* WHAT YOU SHOULD DO *
According to the page about the Ukubona logo, how often does the logo sweep 360 degrees?

The Ukubona Logo
I. The Radar at the Saddle Point
1. To See, Blindly
$$ T = 60s \quad | \quad \theta \in [0, 2\pi] $$
The Concept: A compass does not tell you where the terrain is; it only tells you where you are oriented. But a Radar actively interrogates the unknown.
Our logo is a scout in the stochastic wild. It sweeps 360 degrees exactly once every 60 seconds. It represents the Epoch. In the darkness of high-dimensional optimization (blindness), we cannot see the global map. We can only "ping" the local gradient. The sweep is the search; the blip is the signal.
Stochastic Foraging
II. The Scout's Dilemma
2. The Gradient as Sense-Data
VIII. The Random Walk
$$ \mathbb{E}[\nabla Q(\theta)] \approx \frac{1}{m} \sum_{i=1}^{m} \nabla l(f_{\theta}(x_i), y_i) $$To "forage" is to survive on partial information. A scout does not download the territory; the scout traverses it. This is the essence of Stochastic Gradient Descent (SGD).
In the classical view (The Map), we demand to see the entire landscape ($N$) before moving. This is omniscience, and it is computationally impossible in the wild. In the Ukubona view (The Forager), we accept blindness. We take a "mini-batch" of reality ($m$), calculate the slope under our feet, and take a step.
"We do not need to see the mountain to climb it. We only need to feel the incline."
The error ($y$) is our hunger. The step ($-\eta$) is our movement. We trade the certainty of the map for the agility of the scout.
The Compass of 60 Seconds
III. Time as the Forcing Function
3. The Angular Velocity
$$ \omega = \frac{d\theta}{dt} = \frac{2\pi}{60} \approx 0.1047 \, \text{rad/s} $$Why 60 seconds? Because the forage is time-bound. In survival accounting, you do not have infinite time to find the global minimum. The market closes. The patient creates lactate. The rhythm section moves to the bridge.
The logo's rotation is a reminder of the Cost of Search. If you spin too fast, you get noise (aliasing). If you spin too slow, the target moves (drift). Ukubona is the calibration of that sweep—finding the signal in the noise before the minute is up.

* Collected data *
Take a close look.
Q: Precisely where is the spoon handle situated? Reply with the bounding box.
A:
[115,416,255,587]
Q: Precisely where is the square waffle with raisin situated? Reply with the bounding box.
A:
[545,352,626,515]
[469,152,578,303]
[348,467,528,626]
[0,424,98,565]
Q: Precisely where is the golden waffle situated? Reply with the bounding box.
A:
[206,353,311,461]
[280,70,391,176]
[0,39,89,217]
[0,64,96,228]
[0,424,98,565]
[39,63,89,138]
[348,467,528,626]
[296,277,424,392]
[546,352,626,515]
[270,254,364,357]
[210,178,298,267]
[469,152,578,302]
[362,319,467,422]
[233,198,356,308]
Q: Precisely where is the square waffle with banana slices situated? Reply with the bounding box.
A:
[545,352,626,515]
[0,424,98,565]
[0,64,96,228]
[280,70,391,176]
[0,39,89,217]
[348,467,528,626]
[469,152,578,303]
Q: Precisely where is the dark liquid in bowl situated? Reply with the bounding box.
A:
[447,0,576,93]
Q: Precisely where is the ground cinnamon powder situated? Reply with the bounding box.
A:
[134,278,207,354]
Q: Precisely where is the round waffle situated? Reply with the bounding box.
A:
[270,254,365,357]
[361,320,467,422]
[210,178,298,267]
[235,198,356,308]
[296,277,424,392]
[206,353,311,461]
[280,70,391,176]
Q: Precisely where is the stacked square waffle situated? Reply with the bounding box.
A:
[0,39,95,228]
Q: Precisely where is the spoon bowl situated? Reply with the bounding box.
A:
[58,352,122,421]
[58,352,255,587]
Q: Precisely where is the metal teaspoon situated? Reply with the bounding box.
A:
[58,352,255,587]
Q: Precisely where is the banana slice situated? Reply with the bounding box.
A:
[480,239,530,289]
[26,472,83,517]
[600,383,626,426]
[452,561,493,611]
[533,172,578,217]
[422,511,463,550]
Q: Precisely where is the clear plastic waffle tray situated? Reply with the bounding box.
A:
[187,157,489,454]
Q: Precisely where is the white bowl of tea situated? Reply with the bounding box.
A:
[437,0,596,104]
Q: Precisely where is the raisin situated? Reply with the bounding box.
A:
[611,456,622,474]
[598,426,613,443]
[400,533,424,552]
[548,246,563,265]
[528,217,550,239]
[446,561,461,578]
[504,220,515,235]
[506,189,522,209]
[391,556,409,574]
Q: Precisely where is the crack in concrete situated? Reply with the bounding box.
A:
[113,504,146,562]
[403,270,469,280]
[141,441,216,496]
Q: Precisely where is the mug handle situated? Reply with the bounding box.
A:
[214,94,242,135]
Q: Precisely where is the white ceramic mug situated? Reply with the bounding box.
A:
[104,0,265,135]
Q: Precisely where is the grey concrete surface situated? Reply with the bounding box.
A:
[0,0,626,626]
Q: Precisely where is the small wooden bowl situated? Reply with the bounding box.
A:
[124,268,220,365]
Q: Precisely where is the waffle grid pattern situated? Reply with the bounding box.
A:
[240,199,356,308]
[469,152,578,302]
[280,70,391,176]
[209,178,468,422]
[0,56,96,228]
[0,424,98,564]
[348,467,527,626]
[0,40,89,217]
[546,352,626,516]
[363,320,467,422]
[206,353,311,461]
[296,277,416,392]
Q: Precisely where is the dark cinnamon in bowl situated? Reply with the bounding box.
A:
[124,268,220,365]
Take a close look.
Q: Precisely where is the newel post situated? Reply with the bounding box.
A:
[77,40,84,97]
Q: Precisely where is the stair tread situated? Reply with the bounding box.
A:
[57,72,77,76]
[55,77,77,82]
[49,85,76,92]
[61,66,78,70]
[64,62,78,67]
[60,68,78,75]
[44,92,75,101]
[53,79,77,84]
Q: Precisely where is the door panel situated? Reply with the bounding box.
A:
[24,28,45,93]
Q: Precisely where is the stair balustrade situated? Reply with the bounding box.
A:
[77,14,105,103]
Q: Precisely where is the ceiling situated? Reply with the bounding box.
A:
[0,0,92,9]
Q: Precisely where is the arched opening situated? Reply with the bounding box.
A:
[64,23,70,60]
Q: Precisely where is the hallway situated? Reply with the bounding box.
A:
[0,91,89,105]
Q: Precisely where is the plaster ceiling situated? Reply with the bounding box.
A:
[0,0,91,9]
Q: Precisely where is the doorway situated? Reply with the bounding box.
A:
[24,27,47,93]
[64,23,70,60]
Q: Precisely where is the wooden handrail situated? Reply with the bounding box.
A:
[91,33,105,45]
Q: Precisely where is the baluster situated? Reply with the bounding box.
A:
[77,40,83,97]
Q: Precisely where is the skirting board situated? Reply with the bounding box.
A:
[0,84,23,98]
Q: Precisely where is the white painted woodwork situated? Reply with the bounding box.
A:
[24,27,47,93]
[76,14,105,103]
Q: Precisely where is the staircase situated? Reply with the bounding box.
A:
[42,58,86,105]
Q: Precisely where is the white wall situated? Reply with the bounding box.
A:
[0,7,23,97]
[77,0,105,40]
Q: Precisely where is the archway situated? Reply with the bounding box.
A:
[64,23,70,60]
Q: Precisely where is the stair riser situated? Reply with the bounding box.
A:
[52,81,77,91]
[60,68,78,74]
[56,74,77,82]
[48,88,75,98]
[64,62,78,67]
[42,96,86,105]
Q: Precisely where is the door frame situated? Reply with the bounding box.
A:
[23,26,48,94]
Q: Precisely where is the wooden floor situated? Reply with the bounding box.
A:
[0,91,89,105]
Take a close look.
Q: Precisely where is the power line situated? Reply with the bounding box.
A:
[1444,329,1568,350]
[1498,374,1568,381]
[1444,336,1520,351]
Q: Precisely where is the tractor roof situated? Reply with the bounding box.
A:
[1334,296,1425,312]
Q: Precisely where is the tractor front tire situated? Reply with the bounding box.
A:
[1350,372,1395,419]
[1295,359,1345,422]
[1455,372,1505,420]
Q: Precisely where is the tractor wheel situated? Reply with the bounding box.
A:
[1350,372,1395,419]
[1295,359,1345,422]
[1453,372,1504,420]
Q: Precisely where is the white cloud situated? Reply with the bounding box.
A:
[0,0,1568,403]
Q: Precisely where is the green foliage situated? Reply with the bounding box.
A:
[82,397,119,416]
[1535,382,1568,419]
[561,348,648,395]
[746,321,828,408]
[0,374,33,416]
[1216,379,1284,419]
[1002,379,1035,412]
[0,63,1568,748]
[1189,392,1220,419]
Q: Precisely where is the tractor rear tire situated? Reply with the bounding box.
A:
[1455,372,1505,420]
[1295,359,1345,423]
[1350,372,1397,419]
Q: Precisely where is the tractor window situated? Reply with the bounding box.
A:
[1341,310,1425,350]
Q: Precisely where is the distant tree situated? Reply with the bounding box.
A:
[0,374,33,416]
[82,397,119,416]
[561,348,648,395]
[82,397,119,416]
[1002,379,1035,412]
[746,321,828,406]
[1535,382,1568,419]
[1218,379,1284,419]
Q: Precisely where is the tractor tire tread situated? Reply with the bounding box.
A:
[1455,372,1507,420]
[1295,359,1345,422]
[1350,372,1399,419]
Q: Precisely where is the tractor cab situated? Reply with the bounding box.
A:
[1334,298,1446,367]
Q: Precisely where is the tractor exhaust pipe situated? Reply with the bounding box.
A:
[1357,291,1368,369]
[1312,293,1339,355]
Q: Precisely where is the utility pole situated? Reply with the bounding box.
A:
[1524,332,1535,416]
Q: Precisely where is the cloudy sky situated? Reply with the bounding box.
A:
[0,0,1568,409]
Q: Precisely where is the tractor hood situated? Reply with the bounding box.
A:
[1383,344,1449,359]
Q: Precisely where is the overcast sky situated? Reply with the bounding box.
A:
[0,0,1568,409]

* TASK ANSWER *
Exactly once every 60 seconds.